• **DIRECTIONS FOR THIS TASK**
Look below for the line that contains "Please tag every instance of the mountain", then copy it and each following line to the end of the records, minus any pictures.

• **RECORDED DATA**

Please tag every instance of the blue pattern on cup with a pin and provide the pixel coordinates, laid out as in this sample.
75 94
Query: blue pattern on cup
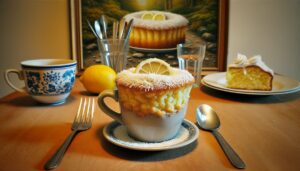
50 83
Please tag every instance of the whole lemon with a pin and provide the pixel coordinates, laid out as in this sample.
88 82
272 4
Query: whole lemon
97 78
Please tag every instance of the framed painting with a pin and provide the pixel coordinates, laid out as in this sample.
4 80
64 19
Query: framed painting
207 21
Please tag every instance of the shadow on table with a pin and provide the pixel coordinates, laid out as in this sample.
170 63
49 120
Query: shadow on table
261 99
143 156
28 101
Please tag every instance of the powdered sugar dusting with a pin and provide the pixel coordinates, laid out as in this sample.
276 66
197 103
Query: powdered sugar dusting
154 81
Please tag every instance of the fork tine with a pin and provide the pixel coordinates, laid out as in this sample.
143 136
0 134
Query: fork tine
77 117
91 112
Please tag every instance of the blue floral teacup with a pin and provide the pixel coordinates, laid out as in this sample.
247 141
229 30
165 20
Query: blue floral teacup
46 80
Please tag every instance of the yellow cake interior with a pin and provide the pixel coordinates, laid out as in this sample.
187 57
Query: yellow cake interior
249 78
154 102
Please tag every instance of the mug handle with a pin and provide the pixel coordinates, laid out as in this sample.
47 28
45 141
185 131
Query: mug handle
20 75
107 110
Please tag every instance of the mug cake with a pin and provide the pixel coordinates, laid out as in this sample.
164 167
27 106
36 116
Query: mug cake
154 88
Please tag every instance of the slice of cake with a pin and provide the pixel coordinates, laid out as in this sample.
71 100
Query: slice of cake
249 74
156 29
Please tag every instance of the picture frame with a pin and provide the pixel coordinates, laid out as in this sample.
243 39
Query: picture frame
77 37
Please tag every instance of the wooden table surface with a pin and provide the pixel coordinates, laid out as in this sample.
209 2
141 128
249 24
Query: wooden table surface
264 131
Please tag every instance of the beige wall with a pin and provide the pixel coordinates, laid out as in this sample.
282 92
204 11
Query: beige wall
32 29
267 27
40 29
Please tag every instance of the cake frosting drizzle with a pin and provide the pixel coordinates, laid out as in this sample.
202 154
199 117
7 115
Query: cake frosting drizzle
242 61
154 81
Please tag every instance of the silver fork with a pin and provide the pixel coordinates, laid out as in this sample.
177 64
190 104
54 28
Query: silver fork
82 122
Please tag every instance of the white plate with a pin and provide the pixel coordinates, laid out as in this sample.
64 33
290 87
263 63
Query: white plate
117 134
153 50
281 85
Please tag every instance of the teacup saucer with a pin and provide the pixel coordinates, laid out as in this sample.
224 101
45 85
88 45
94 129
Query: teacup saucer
116 133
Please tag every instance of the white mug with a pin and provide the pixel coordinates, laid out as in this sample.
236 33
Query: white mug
148 128
46 80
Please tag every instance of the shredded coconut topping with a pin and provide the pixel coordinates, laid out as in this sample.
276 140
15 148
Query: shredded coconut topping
172 20
150 82
242 61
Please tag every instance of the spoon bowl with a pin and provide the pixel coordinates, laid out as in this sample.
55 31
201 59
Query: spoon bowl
208 120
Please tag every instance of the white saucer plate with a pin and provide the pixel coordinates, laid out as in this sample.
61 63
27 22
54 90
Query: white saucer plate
281 85
153 50
116 133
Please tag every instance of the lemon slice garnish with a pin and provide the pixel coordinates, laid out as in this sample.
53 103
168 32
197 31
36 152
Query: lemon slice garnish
159 17
147 16
153 66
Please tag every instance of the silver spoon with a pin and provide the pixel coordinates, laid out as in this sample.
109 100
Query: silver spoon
208 120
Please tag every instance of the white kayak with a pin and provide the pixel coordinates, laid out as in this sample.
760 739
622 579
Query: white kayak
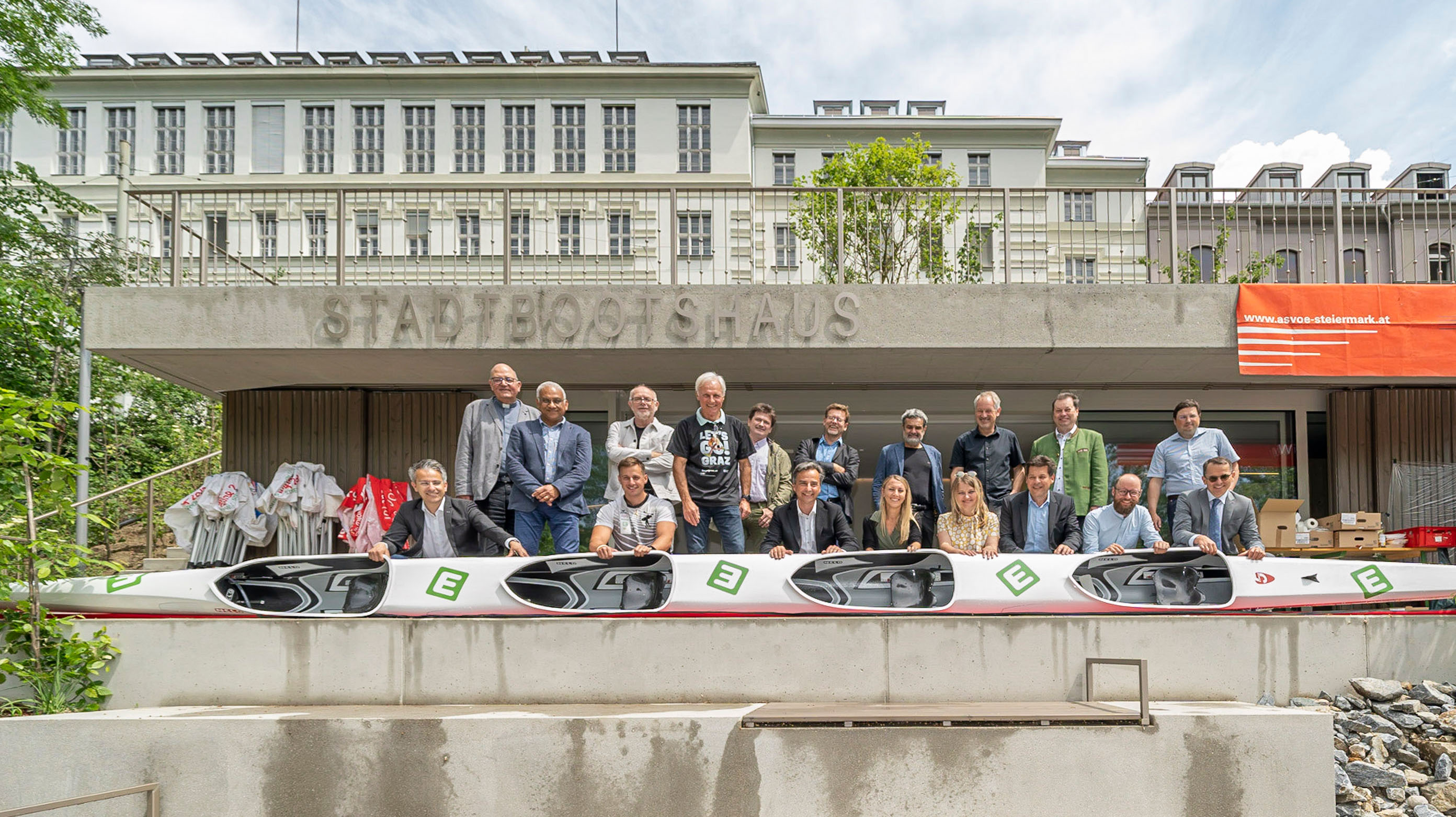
880 582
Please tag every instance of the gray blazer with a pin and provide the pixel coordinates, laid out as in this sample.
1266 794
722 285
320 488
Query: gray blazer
478 452
1195 515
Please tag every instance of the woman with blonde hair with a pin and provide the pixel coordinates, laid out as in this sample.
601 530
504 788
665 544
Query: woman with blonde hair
893 526
970 526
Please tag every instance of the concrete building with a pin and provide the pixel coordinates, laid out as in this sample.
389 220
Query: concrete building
341 245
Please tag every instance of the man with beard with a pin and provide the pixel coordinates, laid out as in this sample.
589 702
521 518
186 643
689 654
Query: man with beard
1123 525
920 465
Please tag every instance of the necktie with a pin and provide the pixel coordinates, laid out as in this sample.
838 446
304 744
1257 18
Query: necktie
1216 523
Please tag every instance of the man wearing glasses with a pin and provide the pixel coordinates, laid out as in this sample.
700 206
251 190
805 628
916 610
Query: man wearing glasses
484 432
1212 517
1123 525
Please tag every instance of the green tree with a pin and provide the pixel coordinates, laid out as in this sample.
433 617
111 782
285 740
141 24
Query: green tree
890 235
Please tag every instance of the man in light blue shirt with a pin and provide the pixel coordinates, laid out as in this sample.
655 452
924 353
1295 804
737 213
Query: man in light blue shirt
1177 465
1123 525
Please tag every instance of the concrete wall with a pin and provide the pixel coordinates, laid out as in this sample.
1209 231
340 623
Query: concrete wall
417 662
1197 761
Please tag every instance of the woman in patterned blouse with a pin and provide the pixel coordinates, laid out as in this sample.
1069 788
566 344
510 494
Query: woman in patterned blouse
970 526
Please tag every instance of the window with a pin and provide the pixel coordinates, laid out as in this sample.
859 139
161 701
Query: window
219 139
420 139
520 233
1440 263
570 139
318 139
1351 179
71 149
469 139
619 139
619 233
1078 207
366 226
171 140
1195 187
417 232
1355 267
568 231
369 139
214 229
468 225
979 169
1081 270
785 246
267 139
121 126
520 139
693 139
1430 179
782 168
695 235
1286 267
1203 257
316 225
268 235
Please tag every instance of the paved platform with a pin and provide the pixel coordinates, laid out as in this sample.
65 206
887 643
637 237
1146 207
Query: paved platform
912 659
667 761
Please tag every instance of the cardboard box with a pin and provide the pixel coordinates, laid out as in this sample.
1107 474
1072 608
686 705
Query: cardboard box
1277 523
1314 539
1355 539
1358 520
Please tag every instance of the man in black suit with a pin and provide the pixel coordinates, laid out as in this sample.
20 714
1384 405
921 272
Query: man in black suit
440 526
1040 520
809 525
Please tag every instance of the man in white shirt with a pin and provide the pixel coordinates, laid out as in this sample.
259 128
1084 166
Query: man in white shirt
635 522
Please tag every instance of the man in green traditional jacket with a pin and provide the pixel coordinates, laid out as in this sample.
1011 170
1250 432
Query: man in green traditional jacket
1079 455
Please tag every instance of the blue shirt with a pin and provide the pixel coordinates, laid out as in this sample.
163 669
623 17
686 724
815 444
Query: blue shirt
1039 526
1180 462
826 455
510 415
1104 528
551 436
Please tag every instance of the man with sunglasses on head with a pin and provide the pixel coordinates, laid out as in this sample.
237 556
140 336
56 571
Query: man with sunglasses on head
1209 519
480 453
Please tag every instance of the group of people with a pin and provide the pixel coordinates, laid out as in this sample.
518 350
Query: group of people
522 471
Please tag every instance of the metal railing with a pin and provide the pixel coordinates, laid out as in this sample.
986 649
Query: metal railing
152 498
463 235
152 791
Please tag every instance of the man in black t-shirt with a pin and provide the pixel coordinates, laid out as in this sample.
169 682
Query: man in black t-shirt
711 468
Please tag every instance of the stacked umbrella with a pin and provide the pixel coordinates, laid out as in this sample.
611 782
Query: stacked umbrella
306 502
219 522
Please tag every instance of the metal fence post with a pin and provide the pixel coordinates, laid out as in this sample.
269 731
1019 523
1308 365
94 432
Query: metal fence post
839 233
177 238
506 223
1005 236
340 238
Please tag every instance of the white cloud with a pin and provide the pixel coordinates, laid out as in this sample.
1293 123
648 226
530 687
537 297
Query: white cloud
1312 149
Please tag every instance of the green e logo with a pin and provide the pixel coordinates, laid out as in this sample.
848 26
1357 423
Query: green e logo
1372 582
1018 577
448 584
727 577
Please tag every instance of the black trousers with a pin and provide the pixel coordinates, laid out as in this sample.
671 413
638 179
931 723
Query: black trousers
494 506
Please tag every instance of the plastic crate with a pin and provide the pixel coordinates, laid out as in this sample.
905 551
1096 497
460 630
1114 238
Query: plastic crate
1429 537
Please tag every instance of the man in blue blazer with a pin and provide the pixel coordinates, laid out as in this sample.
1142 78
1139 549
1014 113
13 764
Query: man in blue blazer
549 461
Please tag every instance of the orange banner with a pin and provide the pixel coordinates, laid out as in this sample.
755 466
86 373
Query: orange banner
1347 330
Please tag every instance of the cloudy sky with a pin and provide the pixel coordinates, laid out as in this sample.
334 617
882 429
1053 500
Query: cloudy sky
1234 82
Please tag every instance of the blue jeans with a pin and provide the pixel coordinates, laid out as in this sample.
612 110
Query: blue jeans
729 523
565 528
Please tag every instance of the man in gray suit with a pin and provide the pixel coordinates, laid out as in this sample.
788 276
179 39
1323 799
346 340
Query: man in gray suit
1212 517
484 432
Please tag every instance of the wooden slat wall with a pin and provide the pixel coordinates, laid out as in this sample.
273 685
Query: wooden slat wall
1373 428
407 427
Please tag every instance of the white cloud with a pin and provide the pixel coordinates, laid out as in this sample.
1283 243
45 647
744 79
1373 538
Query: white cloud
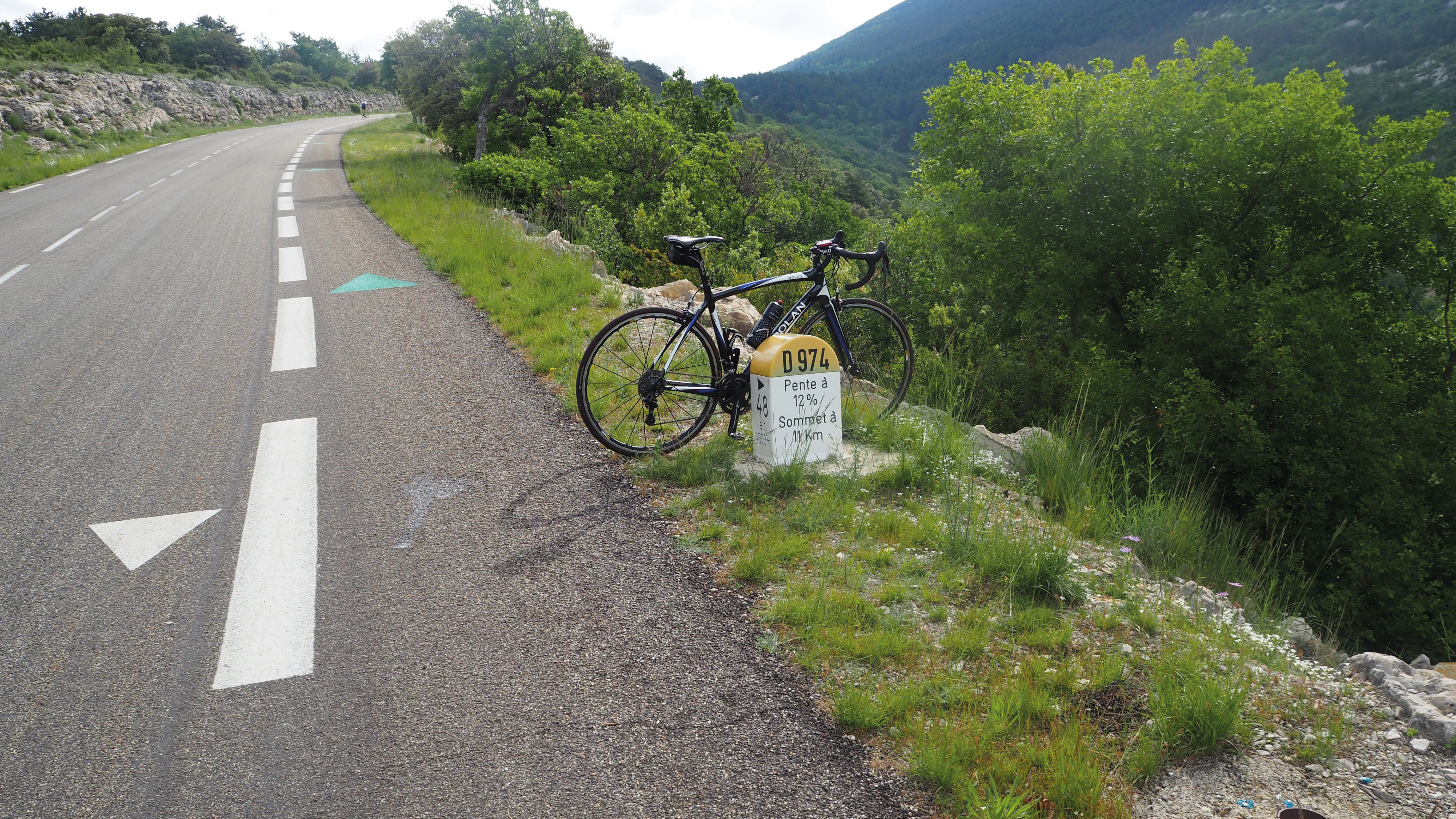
704 37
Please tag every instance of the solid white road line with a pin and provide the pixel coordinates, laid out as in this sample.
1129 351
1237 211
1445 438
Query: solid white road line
293 336
62 241
270 617
290 266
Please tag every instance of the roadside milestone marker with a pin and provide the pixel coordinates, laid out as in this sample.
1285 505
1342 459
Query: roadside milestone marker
797 415
143 538
370 282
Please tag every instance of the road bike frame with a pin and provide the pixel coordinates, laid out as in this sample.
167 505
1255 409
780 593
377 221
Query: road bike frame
819 292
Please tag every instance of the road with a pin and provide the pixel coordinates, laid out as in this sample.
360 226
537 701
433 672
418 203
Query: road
284 541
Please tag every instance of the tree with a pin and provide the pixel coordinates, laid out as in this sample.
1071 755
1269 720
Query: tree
516 47
210 41
1210 256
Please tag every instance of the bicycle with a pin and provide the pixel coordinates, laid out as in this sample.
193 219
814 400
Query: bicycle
673 375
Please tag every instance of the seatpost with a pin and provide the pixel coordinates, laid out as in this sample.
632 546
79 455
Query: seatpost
702 272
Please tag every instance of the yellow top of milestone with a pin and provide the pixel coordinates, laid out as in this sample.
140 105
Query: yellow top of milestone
791 355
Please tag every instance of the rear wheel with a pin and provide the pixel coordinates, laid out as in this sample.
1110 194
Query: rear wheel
624 385
884 358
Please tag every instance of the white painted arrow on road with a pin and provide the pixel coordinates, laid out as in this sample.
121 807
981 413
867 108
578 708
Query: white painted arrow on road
143 538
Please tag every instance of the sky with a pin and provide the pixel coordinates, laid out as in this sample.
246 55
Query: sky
705 37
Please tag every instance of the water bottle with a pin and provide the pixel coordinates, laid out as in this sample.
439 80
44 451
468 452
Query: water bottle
765 329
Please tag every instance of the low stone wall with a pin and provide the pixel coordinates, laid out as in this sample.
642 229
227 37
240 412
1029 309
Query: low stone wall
100 101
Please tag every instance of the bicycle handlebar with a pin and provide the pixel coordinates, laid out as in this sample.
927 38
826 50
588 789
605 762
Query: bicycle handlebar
836 247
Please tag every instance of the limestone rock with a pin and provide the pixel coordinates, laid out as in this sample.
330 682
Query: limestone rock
681 291
1010 445
1299 634
98 101
739 314
1426 697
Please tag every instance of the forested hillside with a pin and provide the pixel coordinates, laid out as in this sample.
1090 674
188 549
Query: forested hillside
863 94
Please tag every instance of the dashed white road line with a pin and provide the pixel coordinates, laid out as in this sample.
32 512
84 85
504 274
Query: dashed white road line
290 266
293 336
62 241
270 617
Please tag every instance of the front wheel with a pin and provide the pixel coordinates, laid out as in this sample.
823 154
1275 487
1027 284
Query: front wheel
883 355
633 398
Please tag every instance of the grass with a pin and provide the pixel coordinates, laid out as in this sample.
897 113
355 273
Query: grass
944 620
22 165
1097 489
544 304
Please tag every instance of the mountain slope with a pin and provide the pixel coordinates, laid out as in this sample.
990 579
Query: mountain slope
863 94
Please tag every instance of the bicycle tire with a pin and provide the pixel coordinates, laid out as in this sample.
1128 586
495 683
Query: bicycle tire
608 398
883 352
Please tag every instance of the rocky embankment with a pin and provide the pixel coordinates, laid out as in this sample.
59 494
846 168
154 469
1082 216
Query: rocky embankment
37 101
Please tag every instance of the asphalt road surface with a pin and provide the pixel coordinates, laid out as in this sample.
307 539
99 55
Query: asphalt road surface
282 541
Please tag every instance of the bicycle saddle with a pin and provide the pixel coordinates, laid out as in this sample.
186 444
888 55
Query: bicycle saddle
688 242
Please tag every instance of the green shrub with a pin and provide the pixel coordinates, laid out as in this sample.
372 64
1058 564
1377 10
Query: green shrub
857 709
963 643
692 465
1225 288
519 183
1194 712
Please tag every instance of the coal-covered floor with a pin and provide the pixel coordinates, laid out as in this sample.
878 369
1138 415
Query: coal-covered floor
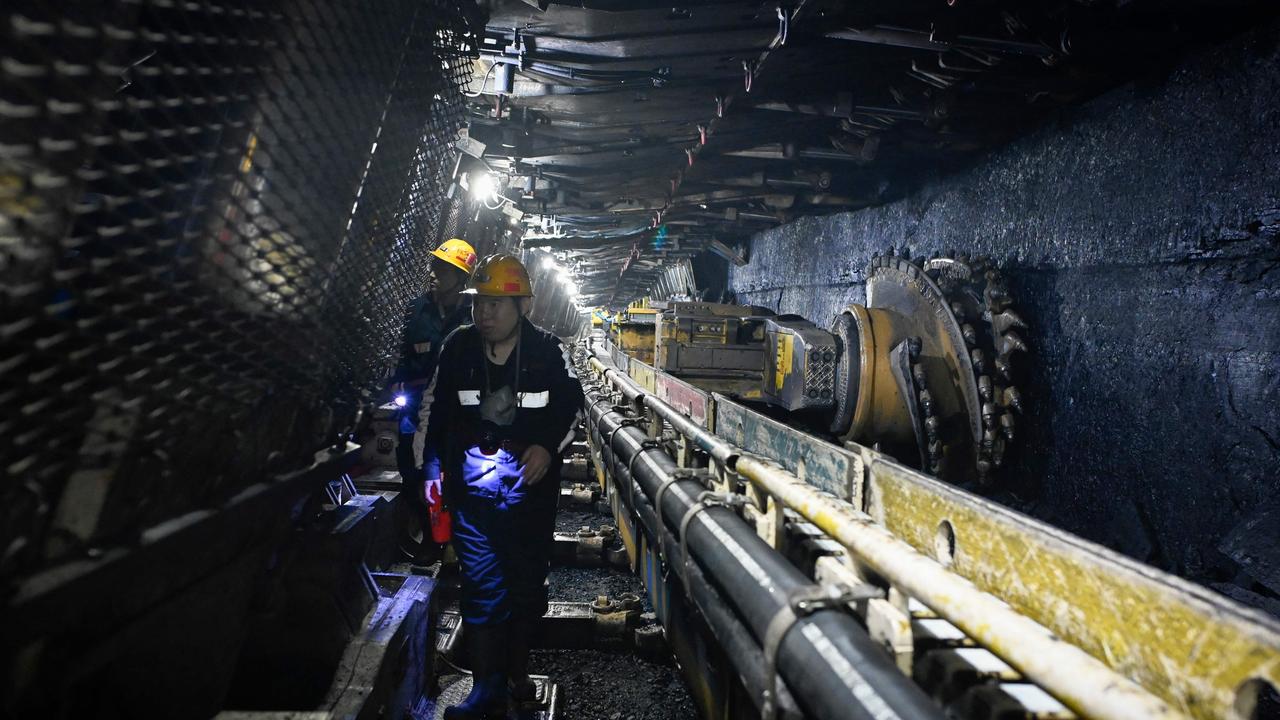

• **EXERCISE RESULT**
Please tag every instance of the mountain slope with a pin and provide the pixel coordinates, laid out as in this sample.
990 579
Query: mountain slope
863 94
Please tag every instance of the bicycle tire with a pin and provide the pixel coordinates, laid out as in this sample.
1128 586
495 683
Query: bicycle tire
608 398
883 352
Please tag every instance of the rocky embankment with a pin and provide the pixel coordinates, laid out as in this sample.
59 494
846 168
154 469
1082 216
Query: rocky embankment
37 101
Please tag every instance of the asphalt road surface with a pin and provide the pixel coordinates, laid out as in this sample.
307 539
99 55
Query: asphalt road surface
282 541
Please tag every instance of the bicycle saddle with a pin and provide the pixel coordinates, laid out as in this sample.
186 444
888 55
Query: bicycle saddle
688 242
Please tag every instance of the green shrub with a pin and provide the pixel coordinates, laid out as in this sample.
372 64
1058 564
1377 10
Query: green shrub
857 709
963 643
692 465
1225 288
519 183
1194 712
Please tag every instance of the coal-covered floor with a pin and provide the pixel coordinates, laid out as in this sample.
878 369
1138 415
Query: coal-covered floor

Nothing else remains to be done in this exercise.